• Seitentext:

◇ ◇ ◇

Vorgänge wie diese bringen die Regierung in Peking in höchste Not. Denn bislang gründete sie ihre Legitimität darauf, die 1,3 Milliarden Chinesen mit kontinuierlich wachsendem Wohlstand zu versorgen. Die Menschen bekamen Kleidung, Kühlschränke und Autos. Im Gegenzug ließen sie die Herrscher in Ruhe. Funktioniert dieser Deal nicht mehr, könnte die Partei schnell in Bedrängnis geraten.
Aus Angst, die Wirtschaftskrise könnte das ganze System zum Einsturz bringen, greift in Peking die Panik um sich. Kaum eine Woche vergeht, in der die Regierung nicht neue Maßnahmen zur Ankurbelung der Konjunktur ankündigt. Für mehr als 450 Milliarden Euro will die Regierung in den kommenden Jahren neue Flughäfen, Eisenbahnlinien und Straßen bauen lassen (wiwo.de).
Ja, auch die chinesische Mauer bröckelt.
Der Fall der Berliner Mauer hat zu einer neuen Ära der Freiheit in Europa geführt, während die Herrscher Chinas ein auf Unterdrückung aufbauendes ökonomisches Kraftzentrum schufen.
Inzwischen scheinen die Erweiterung der EU und jene der Nato – ja sogar der Zusammenbruch der Sowjetunion im Jahr 1991 – historisch weit weniger bedeutsam zu sein als Chinas spektakulärer Aufstieg nach 1989. Zur Erinnerung: 1989 betrug das Bruttoinlandsprodukt Chinas 8,2 Prozent des amerikanischen BIP. Heute liegt es laut Internationalem Währungsfonds bei 66 Prozent (nzz.ch).

◇ ◇ ◇

• Bereitgestellte Daten:
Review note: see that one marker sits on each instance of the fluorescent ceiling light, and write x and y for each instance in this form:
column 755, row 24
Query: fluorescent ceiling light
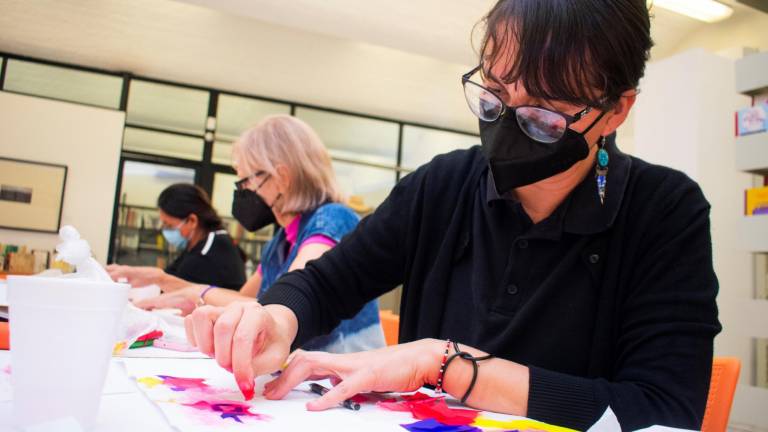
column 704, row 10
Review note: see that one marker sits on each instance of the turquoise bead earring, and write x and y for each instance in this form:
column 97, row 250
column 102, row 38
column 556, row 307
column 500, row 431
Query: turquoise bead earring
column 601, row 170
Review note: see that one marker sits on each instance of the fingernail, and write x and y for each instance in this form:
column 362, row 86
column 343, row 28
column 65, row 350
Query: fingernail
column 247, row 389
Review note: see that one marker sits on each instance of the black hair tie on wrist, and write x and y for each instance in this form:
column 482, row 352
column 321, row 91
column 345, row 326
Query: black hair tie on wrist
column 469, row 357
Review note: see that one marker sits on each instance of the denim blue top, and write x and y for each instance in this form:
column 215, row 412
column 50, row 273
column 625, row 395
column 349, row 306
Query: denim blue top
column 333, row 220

◇ ◇ ◇

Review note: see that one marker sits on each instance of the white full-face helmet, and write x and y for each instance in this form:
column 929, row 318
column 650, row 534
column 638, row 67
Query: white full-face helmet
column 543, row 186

◇ ◇ ◇

• Zu erledigende Aufgaben:
1) Erkläre in ein bis drei Sätzen anhand des Textes über Chinas Wirtschaft, weshalb Vorgänge wie die geschilderten die Regierung in Peking in höchste Not bringen.
2) Schreibe bitte aus der Auflistung die Zeilen ab, beginnend mit der Zeile, die „of the turquoise“ enthält, und endend mit der Zeile, die „column 601, row 170“ enthält, beide eingeschlossen.

• Ergebnisse der Reihe:
1) Die Regierung gründete ihre Legitimität bislang darauf, die 1,3 Milliarden Chinesen mit kontinuierlich wachsendem Wohlstand zu versorgen, und im Gegenzug ließen die Menschen die Herrscher in Ruhe. Funktioniert dieser Deal nicht mehr, könnte die Partei schnell in Bedrängnis geraten.

2)
Review note: see that one marker sits on each instance of the turquoise bead earring, and write x and y for each instance in this form:
column 97, row 250
column 102, row 38
column 556, row 307
column 500, row 431
Query: turquoise bead earring
column 601, row 170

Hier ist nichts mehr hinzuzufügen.